== Try it ==
An exact copy of every entry is needed, with no images.

== Extracted data ==
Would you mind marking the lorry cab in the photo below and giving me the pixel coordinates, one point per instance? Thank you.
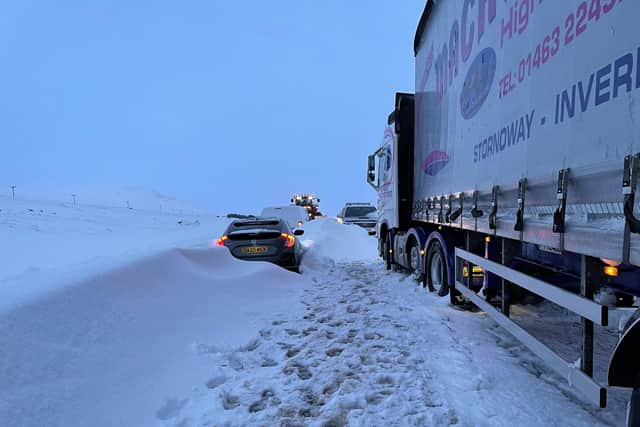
(390, 171)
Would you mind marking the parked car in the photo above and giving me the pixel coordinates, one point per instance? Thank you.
(264, 239)
(363, 214)
(309, 202)
(295, 216)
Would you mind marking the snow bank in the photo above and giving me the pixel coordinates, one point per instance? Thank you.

== Answer space ==
Would you mind marking the lorry cab in the photo below and giving me the pixel coordinates, one point per instance? Thank you.
(390, 171)
Would you mind marking the parked car in the photo above and giving me the pixel coordinates, one point per instance? Thank you.
(264, 239)
(363, 214)
(309, 202)
(295, 216)
Would you mind marking the snow bank in the photo above and giving me the pixel coordinates, one point per instance? Thank you.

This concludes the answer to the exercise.